--- START OF Passage given ---
So the Pentagon-sponsored meals-ready-to-eat, or MREs, that constituted a good chunk of the hot meals eaten in the city in the days that followed Katrina became fodder for dark humor (note the abundance of MRE-related costumes during Halloween), meal customization (Tabasco sauce makes seemingly everything palatable) and even recipe swapping (ask soldiers in passing Humvees how to warm your MRE veggie burger and its accompanying chocolate brownie dessert simultaneously in the same pouch).
When the immediate crisis in the city had ebbed, the speculation and anxiety over the fate of beloved local restaurants rose as a constant topic of conversation. Rather than blithe concerns in the face of such grave devastation, these conversations reflected just how deeply important New Orleans food and its restaurants are to the identity of the city and its citizens.
For almost all of its first eight months, 2005 was an exciting though not extraordinary year in the New Orleans culinary scene. Several great new restaurants opened to enthusiastic responses, including the Saltwater Grill, a seafood specialist in the Riverbend area, and, nearby, One Restaurant & Lounge, the intimate cafe opened by Clancy's Restaurant alum Chef Scott Snodgrass. Others expanded, with both Acme Oyster House and Felix's Restaurant opening new locations in Metairie and Uptown, respectively.
--- END OF Passage given ---
§ **Goal**: Could you quote everything in the New Orleans food passage from "So the Pentagon-sponsored" down to "the same pouch)."? The rows are separate material with no connection to the New Orleans food passage.
--- START OF Records ---
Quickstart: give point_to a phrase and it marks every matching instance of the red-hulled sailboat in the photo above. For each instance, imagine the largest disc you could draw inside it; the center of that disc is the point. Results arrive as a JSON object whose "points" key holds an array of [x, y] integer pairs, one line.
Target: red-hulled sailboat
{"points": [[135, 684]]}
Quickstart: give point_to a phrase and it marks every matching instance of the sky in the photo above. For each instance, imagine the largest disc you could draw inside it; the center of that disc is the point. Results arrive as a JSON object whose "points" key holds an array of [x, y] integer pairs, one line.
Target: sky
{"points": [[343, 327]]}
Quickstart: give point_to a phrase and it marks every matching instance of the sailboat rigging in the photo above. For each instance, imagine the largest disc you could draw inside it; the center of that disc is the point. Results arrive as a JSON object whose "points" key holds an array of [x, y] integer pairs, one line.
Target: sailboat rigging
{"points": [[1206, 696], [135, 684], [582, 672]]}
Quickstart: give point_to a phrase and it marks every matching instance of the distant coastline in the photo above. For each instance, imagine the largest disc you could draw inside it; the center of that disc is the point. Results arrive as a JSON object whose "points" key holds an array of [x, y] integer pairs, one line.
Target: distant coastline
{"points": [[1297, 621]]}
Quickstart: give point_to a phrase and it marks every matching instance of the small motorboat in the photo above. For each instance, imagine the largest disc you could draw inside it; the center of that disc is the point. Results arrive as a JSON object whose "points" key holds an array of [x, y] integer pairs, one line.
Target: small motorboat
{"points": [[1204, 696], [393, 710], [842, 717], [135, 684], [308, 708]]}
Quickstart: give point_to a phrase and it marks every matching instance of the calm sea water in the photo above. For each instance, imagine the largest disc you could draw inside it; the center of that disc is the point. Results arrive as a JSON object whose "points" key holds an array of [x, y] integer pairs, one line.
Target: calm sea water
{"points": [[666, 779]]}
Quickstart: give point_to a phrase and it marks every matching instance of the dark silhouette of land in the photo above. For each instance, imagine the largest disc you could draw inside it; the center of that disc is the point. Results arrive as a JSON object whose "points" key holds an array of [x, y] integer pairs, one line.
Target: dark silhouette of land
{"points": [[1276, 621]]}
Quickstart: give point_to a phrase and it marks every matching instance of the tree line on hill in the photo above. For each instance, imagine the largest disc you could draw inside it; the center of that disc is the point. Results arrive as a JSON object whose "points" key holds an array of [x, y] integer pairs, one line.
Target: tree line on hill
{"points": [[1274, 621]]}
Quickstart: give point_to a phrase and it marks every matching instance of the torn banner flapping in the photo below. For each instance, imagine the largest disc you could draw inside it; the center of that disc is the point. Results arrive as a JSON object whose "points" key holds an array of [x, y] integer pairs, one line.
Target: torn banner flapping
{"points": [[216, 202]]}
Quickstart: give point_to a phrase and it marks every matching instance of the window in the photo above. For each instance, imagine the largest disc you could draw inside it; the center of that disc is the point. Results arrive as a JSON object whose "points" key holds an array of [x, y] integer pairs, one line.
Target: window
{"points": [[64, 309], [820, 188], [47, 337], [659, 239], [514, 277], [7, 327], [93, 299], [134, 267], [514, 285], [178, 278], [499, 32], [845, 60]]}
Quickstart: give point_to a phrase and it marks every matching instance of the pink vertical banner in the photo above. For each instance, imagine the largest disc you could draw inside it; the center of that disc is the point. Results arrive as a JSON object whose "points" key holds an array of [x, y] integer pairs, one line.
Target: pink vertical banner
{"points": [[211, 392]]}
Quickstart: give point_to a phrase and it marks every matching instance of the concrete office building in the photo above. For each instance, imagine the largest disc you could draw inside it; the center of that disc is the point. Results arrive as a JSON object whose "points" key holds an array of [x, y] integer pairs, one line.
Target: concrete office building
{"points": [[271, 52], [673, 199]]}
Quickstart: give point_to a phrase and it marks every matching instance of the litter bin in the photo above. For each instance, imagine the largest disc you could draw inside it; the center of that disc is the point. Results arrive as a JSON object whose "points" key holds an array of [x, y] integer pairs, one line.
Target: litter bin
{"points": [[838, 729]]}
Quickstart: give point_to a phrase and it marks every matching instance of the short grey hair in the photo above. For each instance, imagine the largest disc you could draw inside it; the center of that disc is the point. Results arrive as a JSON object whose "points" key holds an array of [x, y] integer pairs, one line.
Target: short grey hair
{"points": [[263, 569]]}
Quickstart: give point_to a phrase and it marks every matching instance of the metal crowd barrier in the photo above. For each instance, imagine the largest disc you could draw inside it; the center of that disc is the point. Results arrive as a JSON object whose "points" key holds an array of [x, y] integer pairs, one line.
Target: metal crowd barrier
--- END OF Records ---
§ **Response for this exercise**:
So the Pentagon-sponsored meals-ready-to-eat, or MREs, that constituted a good chunk of the hot meals eaten in the city in the days that followed Katrina became fodder for dark humor (note the abundance of MRE-related costumes during Halloween), meal customization (Tabasco sauce makes seemingly everything palatable) and even recipe swapping (ask soldiers in passing Humvees how to warm your MRE veggie burger and its accompanying chocolate brownie dessert simultaneously in the same pouch).